*Work to do*
Copy the lines from the one containing "Target = traffic light" through the one containing "[(186, 78)]", swapping "Target" for "Object" and changing nothing else.

*Input rows*

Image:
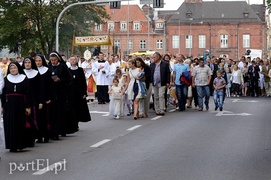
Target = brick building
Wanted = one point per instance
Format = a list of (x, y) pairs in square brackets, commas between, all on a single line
[(139, 33), (223, 27)]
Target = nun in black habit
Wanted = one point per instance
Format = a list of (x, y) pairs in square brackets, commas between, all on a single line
[(60, 78), (43, 112), (16, 107), (30, 70), (77, 95)]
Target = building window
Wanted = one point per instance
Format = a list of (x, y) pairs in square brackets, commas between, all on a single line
[(224, 41), (202, 41), (110, 26), (246, 40), (136, 26), (142, 44), (123, 26), (117, 43), (175, 41), (159, 44), (188, 41), (130, 44), (98, 27), (159, 25)]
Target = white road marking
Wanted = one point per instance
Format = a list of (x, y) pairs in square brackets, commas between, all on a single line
[(155, 118), (229, 113), (134, 127), (50, 168), (107, 114), (101, 143), (98, 112), (242, 101)]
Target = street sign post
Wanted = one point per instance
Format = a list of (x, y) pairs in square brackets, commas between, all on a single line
[(77, 4)]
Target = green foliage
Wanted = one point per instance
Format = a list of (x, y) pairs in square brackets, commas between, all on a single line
[(33, 23), (268, 2)]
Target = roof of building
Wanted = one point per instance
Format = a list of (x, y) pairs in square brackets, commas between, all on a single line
[(136, 14), (217, 12)]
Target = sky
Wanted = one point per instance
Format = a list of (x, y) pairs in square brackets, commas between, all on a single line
[(175, 4)]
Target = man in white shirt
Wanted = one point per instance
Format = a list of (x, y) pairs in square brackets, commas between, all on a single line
[(101, 70)]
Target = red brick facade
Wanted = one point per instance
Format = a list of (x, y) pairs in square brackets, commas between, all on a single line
[(256, 32)]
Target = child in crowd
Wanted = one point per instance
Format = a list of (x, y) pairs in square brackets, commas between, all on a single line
[(116, 92), (126, 101), (218, 84), (228, 87)]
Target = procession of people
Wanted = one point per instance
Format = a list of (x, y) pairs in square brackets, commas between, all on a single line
[(45, 99)]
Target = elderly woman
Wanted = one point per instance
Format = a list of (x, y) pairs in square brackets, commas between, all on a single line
[(145, 103), (60, 80), (237, 81), (134, 88), (16, 107)]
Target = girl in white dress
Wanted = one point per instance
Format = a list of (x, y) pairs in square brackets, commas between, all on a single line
[(116, 92), (134, 91)]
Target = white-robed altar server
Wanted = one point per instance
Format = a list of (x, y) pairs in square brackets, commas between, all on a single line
[(101, 71)]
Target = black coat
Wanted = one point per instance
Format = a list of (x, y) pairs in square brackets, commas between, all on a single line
[(164, 73), (254, 74)]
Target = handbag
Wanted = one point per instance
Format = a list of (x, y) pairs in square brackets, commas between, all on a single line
[(116, 96), (186, 78)]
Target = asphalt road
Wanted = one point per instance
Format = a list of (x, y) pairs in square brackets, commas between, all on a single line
[(211, 145)]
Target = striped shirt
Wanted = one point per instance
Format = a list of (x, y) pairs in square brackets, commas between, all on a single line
[(201, 75)]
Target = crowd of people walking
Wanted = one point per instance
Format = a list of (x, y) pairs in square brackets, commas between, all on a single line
[(44, 99)]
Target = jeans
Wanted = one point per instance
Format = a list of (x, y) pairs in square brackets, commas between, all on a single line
[(181, 93), (218, 99), (159, 98), (203, 91)]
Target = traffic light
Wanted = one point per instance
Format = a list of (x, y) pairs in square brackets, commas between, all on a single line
[(248, 52), (158, 3), (115, 5)]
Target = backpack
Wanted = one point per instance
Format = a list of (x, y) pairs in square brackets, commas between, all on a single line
[(186, 78)]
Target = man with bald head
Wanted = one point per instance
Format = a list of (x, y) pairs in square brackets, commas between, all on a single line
[(267, 84), (4, 65)]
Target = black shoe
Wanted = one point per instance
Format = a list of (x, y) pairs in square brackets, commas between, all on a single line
[(13, 150), (46, 140), (39, 140), (55, 138)]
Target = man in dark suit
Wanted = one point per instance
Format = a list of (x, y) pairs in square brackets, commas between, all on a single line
[(267, 84), (160, 78), (214, 67), (253, 72)]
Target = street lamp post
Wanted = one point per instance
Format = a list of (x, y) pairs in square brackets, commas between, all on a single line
[(179, 36), (71, 5), (190, 35)]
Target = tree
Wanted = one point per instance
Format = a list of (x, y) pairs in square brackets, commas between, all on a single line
[(268, 2), (33, 22)]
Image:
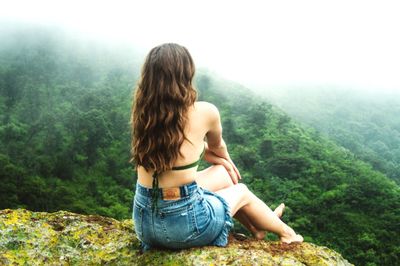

*Solution for this problem*
Object = traffic light
Wanted = one point per instance
Format = a list of (x, y) pairs in square brackets, commas between, all on a single line
[(248, 52), (158, 3), (115, 5)]
Object = backpack
Wanted = one point per instance
Format = a list of (x, y) pairs in square brackets, commas between, all on a single line
[(186, 78)]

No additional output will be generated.